▶ RECORDS FOR THE EXERCISE:
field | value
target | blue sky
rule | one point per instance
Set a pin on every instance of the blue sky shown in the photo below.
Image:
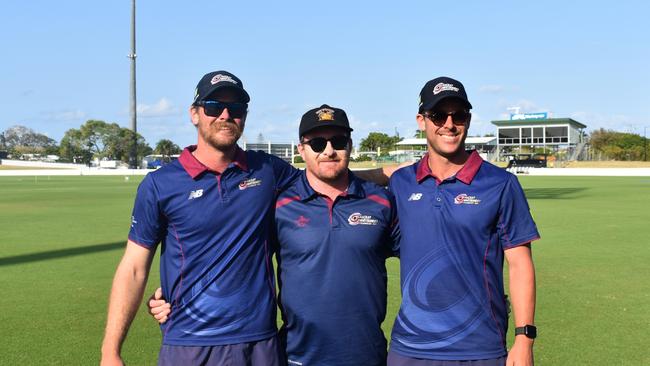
(65, 62)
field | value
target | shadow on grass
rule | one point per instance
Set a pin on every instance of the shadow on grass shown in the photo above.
(551, 193)
(60, 253)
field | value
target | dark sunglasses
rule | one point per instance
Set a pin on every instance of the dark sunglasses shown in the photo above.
(459, 118)
(318, 144)
(214, 108)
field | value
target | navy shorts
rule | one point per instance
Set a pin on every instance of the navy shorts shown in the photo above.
(259, 353)
(395, 359)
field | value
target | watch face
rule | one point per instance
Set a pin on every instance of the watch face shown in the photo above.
(531, 331)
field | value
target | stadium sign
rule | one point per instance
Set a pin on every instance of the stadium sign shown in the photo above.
(519, 116)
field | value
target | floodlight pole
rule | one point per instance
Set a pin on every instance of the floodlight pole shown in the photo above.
(645, 144)
(133, 155)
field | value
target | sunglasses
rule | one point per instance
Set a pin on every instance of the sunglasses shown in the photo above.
(318, 144)
(459, 118)
(214, 108)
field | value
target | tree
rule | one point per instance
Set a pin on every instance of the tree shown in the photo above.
(98, 139)
(618, 145)
(379, 140)
(74, 148)
(419, 134)
(166, 148)
(260, 138)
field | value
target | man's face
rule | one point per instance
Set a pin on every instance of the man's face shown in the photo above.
(331, 163)
(445, 137)
(222, 129)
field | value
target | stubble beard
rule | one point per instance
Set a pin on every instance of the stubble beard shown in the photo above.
(222, 135)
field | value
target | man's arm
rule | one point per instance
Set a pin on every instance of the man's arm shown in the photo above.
(126, 294)
(522, 295)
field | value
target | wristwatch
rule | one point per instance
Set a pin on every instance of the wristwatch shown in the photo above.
(529, 331)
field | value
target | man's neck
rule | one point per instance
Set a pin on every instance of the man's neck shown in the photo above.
(215, 159)
(331, 189)
(443, 167)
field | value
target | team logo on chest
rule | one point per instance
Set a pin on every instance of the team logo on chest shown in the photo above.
(248, 183)
(463, 199)
(415, 197)
(302, 221)
(195, 194)
(359, 219)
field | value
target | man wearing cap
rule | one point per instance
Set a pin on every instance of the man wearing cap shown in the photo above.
(334, 232)
(212, 211)
(459, 217)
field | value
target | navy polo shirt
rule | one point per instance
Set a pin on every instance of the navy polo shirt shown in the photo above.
(454, 233)
(332, 272)
(215, 267)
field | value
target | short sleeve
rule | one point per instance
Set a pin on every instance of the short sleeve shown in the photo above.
(516, 225)
(147, 220)
(394, 233)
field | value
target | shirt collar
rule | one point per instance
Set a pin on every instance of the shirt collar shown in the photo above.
(194, 167)
(466, 174)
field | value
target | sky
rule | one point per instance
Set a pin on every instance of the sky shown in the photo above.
(65, 62)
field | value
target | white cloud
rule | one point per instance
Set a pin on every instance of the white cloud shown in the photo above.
(492, 89)
(65, 115)
(616, 122)
(162, 108)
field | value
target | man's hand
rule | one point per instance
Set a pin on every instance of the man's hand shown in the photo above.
(158, 307)
(112, 360)
(521, 353)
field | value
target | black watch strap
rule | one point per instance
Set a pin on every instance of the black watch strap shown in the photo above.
(529, 331)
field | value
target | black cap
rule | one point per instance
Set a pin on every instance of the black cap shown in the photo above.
(323, 116)
(212, 81)
(440, 88)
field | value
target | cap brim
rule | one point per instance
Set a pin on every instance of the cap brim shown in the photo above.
(243, 95)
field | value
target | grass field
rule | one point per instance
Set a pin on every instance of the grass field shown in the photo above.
(62, 237)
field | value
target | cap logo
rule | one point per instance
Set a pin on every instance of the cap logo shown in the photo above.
(440, 87)
(325, 114)
(220, 77)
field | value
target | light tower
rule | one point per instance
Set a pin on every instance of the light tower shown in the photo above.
(133, 155)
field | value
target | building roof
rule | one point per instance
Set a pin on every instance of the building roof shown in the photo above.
(538, 122)
(469, 141)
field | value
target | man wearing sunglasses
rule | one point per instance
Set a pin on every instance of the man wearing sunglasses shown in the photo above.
(459, 218)
(212, 211)
(334, 233)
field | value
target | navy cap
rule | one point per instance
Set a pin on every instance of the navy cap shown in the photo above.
(215, 80)
(323, 116)
(440, 88)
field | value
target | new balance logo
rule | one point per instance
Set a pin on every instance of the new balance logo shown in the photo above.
(415, 196)
(195, 194)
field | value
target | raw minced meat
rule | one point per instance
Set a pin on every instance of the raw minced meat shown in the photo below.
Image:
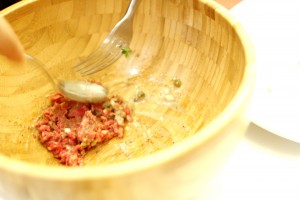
(69, 129)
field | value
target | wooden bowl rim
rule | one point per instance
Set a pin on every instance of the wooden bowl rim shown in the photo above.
(180, 149)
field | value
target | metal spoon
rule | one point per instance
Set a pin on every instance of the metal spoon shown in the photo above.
(75, 90)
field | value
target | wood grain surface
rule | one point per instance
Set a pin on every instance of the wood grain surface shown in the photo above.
(194, 41)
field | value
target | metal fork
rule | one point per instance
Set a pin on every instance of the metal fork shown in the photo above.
(111, 48)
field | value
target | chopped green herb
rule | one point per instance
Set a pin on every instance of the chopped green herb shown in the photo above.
(126, 51)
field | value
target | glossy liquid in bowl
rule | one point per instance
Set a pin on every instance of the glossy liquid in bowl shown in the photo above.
(209, 65)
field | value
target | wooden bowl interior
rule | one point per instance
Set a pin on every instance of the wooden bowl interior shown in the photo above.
(184, 39)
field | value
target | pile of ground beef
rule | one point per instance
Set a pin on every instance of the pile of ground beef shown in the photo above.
(69, 129)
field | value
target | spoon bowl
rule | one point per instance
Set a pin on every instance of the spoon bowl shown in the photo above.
(81, 91)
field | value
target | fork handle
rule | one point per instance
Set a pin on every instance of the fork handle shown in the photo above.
(131, 9)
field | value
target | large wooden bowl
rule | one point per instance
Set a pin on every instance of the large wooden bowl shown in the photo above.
(180, 135)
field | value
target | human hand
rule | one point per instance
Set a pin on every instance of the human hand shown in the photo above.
(10, 46)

▶ OBJECTIVE: Reproduce all entries without any change, and omit the pictures.

▶ RESPONSE TO THIS TASK:
field | value
target | blue sky
rule | one point per instance
Set a pin on every instance of the blue sky shown in the photo below.
Image:
(65, 62)
field | value
target | shadow on grass
rule | one point per instance
Set a pin on every instance of the shadow on grass shown in the photo above.
(551, 193)
(60, 253)
field | value
target | dark sunglasses
rule | one point per instance
Set a pin on every instance of the dark sunglasses shown in the photo above.
(459, 118)
(318, 144)
(214, 108)
field | value
target | navy shorts
rule | one point per instance
Set a pin on every instance of the navy shorts shown in the photo above.
(259, 353)
(395, 359)
field | value
target | watch face
rule | one point per instance
Set a pin on every instance of the watch face shown in the photo above.
(531, 331)
field | value
target | stadium sign
rule | one point per instance
Set a pin on every instance of the stadium sign shown in the photo above.
(519, 116)
field | value
target | floodlight pole
rule | one point per instance
Set a pin on every instance of the floodlight pole shown in the photo above.
(645, 144)
(133, 155)
field | value
target | sunglasses
rule | one point per instance
Set a pin on every instance of the sunglasses shown in the photo above.
(318, 144)
(459, 118)
(214, 108)
field | value
target | tree
rule | one point per instance
Set a pin on every instance of the tree shown in the photo above.
(98, 139)
(618, 145)
(379, 140)
(74, 148)
(419, 134)
(166, 148)
(260, 138)
field | value
target | man's face
rule | one point per instance
Set a pin on every instance of the man's face shown in the photo above.
(331, 163)
(445, 137)
(222, 129)
field | value
target | stubble beard
rule | one point per instance
Set a pin on every instance of the stubble beard shown in the photo above.
(222, 135)
field | value
target | man's arm
rule | one point per instance
Set a pin on every instance of the man's arm shown in the photo above.
(126, 294)
(522, 295)
field | value
target | wristwatch
rule | one point per instance
Set a pin on every instance of the wristwatch shown in the photo above.
(529, 331)
field | value
target | man's neck
rule | one point per instance
Set a pin on every instance of the man's neck shown in the photo above.
(215, 159)
(331, 189)
(443, 167)
field | value
target | team logo on chest
rule | one point per instance
Set a pin on every instance of the team logo on chest shown in the photo above.
(248, 183)
(463, 199)
(415, 197)
(302, 221)
(195, 194)
(359, 219)
field | value
target | man wearing cap
rule | one point per instance
Set a pin on every instance of the man wearing cap shown in the photo above.
(334, 232)
(212, 211)
(459, 217)
field | value
target | navy polo shirt
rule | one point per instance
Set a pin on every instance of the navy polo shirt shown in the photo above.
(454, 233)
(332, 272)
(215, 267)
field | value
target | short sleeve
rule | one point per instance
Set a pin on every instance of the short sleeve shown in the photo above.
(516, 225)
(147, 220)
(394, 233)
field | value
target | shirt collar
rule | one point per instance
Set a pin on every instance of the shirt collar shown in the photo above.
(194, 167)
(466, 174)
field | value
target | sky
rule | one point per instance
Set a pin on every instance of the sky shown in the photo above.
(65, 62)
field | value
target | white cloud
rule | one point per instance
Set a pin on every instance of the white cloud shown in the photo above.
(492, 89)
(65, 115)
(616, 122)
(162, 108)
field | value
target | man's hand
rule | one point per instance
Set a pin on every instance of the man's hand shown in the photo above.
(158, 307)
(112, 360)
(521, 353)
field | value
target | black watch strap
rule | one point per instance
Set a pin on every instance of the black watch strap shown in the photo above.
(529, 331)
field | value
target | black cap
rule | one point per instance
Set a pin on every instance of the black cap shown in the photo above.
(323, 116)
(212, 81)
(440, 88)
field | value
target | cap brim
rule | one point per instance
Set a pin on every instance of the cap brim shown in the photo above.
(243, 95)
field | value
target | grass field
rule | one point per instance
Set a pin on every instance of the grass field shown in the photo above.
(62, 237)
field | value
target | cap logo
rule | one point per instance
Set a pin on every instance of the cap logo shown in the photo above.
(440, 87)
(325, 114)
(220, 77)
field | value
target | light tower
rule | one point per instance
Set a pin on every instance of the light tower shown in the photo above.
(133, 155)
field | value
target | building roof
rule | one point per instance
Set a pin on every instance of the building roof shown in the photo above.
(538, 122)
(469, 141)
field | value
target | man wearing sunglasses
rule | one point per instance
Set a pin on every instance of the man wearing sunglasses shown in the photo above.
(459, 218)
(212, 211)
(334, 233)
field | value
target | navy cap
rule | one point per instance
Set a pin on every instance of the navy cap shown in the photo above.
(215, 80)
(323, 116)
(440, 88)
field | value
target | new balance logo
rule | one point per instance
Set a pin on every instance of the new balance logo shown in the photo above.
(415, 196)
(195, 194)
field | value
target | raw minced meat
rule | one point per instance
Set a pin on every instance of the raw minced meat shown in the photo below.
Image:
(69, 129)
field | value
target | wooden bowl rim
rule | one point per instance
Set a pin on every instance of the wooden bowl rim shown in the photo above.
(180, 149)
field | value
target | metal spoon
rule | one point per instance
Set a pin on every instance of the metal spoon shown in the photo above.
(75, 90)
field | value
target | wood grain surface
rule | one point per instance
Set a pin on every instance of the wood grain surface shown in the photo above.
(194, 41)
field | value
target | metal fork
rule | one point per instance
Set a pin on every instance of the metal fork shown in the photo above.
(111, 48)
field | value
target | chopped green herb
rule | one point per instance
Set a pin on every instance of the chopped green herb shown in the photo above.
(126, 51)
field | value
target | glossy liquid in bowl
rule | one point per instance
Set a pin on every instance of the glossy liquid in bowl shown in the photo above.
(209, 65)
field | value
target | wooden bowl interior
rule | one point per instance
Set a pin on every instance of the wooden bowl interior shown in the photo above.
(184, 39)
field | value
target | pile of ground beef
rule | one point per instance
Set a pin on every instance of the pile of ground beef shown in the photo above.
(69, 129)
field | value
target | spoon bowl
rule | one point per instance
Set a pin on every instance of the spoon bowl shown in the photo above.
(81, 91)
field | value
target | fork handle
rule | one point per instance
Set a pin on every instance of the fork handle shown in the photo above.
(131, 9)
field | value
target | large wooden bowl
rule | one point per instance
Set a pin on every instance of the large wooden bowl shown in the photo above.
(180, 135)
field | value
target | human hand
rule | one point per instance
Set a pin on every instance of the human hand shown in the photo above.
(10, 46)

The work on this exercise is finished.